• Instructions for the task
Can you write out everything from the start of the entries down to the line containing "M 347 187 L", inclusive, with the requests and sample paths unchanged and every coordinate in the answer outlines raised by 33?

• Record extracts
━━━━━━

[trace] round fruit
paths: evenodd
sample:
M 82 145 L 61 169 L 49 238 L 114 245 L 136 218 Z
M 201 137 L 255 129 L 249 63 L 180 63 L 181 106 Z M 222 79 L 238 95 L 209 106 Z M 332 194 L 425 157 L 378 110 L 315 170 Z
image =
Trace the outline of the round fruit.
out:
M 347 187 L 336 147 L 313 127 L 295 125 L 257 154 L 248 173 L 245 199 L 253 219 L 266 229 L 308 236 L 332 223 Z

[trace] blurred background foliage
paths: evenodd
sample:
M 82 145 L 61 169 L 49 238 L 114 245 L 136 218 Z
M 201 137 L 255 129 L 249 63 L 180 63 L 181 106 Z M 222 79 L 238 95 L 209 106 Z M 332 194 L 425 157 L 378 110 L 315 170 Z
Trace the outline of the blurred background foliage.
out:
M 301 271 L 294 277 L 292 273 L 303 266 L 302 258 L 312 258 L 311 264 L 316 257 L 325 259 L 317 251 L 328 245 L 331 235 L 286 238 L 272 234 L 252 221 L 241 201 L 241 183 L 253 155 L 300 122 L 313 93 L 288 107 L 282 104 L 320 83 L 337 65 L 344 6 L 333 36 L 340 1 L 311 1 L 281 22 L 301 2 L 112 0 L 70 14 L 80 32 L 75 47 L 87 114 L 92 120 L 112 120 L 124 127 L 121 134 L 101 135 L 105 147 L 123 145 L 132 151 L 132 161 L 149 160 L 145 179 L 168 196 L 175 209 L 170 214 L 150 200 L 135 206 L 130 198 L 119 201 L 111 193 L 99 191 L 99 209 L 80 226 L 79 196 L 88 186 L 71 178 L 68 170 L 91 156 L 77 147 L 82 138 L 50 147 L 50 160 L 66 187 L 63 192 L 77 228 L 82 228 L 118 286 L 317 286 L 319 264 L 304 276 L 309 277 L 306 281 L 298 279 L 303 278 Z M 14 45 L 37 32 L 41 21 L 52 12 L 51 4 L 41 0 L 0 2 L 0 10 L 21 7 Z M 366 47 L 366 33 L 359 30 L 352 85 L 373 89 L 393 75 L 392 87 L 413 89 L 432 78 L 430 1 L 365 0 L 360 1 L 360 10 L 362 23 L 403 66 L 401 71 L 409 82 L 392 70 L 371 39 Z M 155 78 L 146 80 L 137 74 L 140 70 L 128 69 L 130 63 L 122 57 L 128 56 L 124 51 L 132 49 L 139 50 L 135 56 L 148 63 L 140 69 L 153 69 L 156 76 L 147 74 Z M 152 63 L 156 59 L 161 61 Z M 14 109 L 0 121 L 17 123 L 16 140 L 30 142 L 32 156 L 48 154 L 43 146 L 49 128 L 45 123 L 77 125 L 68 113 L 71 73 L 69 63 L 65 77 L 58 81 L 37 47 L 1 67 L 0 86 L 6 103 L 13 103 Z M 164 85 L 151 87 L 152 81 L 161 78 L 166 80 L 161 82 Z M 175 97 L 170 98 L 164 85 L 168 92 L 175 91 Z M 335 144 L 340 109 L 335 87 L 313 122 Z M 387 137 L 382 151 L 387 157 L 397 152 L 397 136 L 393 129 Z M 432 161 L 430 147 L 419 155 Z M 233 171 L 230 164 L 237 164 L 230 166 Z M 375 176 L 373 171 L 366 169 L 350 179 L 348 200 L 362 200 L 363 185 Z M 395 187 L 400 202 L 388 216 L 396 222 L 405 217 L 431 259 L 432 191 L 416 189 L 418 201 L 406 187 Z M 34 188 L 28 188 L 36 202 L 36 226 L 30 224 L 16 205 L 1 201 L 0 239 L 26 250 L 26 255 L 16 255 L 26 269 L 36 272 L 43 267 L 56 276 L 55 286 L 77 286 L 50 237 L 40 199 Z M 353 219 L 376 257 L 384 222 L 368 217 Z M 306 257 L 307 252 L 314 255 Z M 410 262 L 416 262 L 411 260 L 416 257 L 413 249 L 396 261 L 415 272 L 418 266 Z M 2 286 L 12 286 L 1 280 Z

━━━━━━

• Answer to the problem
[trace] round fruit
paths: evenodd
sample:
M 82 145 L 61 169 L 49 238 L 114 245 L 136 218 Z
M 201 137 L 255 129 L 249 63 L 180 63 L 181 106 Z M 222 79 L 238 95 L 209 106 Z M 332 194 L 425 157 L 378 110 L 315 170 Z
image =
Trace the outline of the round fruit.
out:
M 380 220 L 369 180 L 346 160 L 328 158 L 290 187 L 281 206 L 278 232 L 286 252 L 299 262 L 341 269 L 365 256 Z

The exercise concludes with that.